Task: Reproduce the items below line for line, with no changes.

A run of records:

▬▬▬

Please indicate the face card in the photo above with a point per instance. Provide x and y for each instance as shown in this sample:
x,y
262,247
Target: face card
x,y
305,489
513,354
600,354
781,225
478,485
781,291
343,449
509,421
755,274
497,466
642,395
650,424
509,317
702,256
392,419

▬▬▬

The solution:
Please indicate the face card in the photo above with a point per instance. Provide x and y for each instance as shown in this sample:
x,y
262,247
Target: face card
x,y
305,489
513,354
600,354
781,225
478,485
781,291
343,449
509,421
755,274
497,466
642,395
650,424
509,317
702,256
392,419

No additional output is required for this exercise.